■ **PROBLEM REQUIREMENTS**
Whenever the word "query" shows up in a line of the data, copy that line.

■ **TASK INPUTS**
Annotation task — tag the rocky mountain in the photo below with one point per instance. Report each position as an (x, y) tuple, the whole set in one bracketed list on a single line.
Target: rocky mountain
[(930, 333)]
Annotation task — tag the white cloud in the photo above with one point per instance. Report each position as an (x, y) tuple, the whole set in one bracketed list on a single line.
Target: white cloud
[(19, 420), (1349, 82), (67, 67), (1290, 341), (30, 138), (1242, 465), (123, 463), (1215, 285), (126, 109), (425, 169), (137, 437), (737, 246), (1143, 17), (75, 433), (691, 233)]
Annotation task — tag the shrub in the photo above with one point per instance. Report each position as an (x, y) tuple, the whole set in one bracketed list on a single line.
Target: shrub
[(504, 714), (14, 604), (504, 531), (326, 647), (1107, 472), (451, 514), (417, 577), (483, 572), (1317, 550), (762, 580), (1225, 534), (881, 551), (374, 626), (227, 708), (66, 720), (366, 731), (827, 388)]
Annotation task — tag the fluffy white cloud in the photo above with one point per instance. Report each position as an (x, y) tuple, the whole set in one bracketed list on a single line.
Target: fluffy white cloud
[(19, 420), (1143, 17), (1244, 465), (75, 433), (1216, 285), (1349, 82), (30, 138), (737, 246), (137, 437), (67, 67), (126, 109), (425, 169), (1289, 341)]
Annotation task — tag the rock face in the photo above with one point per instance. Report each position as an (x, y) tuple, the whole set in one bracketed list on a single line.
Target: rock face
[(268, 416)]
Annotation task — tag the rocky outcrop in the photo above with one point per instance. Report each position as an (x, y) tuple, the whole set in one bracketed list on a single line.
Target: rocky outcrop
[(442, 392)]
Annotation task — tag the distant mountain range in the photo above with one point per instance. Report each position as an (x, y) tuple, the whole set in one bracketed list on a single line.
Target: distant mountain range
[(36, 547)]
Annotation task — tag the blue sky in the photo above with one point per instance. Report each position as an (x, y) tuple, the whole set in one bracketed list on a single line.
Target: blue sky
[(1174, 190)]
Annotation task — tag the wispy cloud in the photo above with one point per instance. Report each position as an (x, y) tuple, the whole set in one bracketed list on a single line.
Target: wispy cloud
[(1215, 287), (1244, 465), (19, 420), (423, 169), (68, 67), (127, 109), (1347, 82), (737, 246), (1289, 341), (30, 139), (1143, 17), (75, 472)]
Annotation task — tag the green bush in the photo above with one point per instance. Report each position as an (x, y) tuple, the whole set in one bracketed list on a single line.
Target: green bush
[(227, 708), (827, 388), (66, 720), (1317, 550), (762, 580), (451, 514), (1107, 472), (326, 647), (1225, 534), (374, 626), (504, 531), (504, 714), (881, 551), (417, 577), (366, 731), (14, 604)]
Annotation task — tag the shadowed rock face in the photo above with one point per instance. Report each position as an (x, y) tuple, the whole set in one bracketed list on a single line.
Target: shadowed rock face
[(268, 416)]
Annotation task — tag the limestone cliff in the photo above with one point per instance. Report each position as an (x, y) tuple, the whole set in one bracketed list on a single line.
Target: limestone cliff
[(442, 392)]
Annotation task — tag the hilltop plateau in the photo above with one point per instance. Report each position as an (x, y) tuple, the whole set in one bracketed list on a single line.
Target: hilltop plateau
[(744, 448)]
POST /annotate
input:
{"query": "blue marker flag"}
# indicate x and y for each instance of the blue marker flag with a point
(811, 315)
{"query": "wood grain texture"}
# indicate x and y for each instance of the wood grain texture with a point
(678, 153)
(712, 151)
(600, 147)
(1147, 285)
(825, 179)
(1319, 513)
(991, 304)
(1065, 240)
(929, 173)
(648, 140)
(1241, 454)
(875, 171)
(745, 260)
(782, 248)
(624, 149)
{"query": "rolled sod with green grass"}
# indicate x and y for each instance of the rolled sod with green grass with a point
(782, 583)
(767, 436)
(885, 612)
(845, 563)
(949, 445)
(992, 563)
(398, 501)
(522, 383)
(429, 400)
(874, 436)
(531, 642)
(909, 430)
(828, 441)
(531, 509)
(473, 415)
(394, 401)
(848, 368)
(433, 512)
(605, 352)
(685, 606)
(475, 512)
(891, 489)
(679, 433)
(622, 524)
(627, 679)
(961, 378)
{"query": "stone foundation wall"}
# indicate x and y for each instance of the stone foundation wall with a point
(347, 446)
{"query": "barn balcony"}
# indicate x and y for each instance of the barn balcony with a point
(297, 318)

■ **EXERCISE RESPONSE**
{"query": "blue marker flag"}
{"query": "wood grain texture"}
{"query": "rolled sod with green grass"}
{"query": "stone foundation wall"}
{"query": "barn balcony"}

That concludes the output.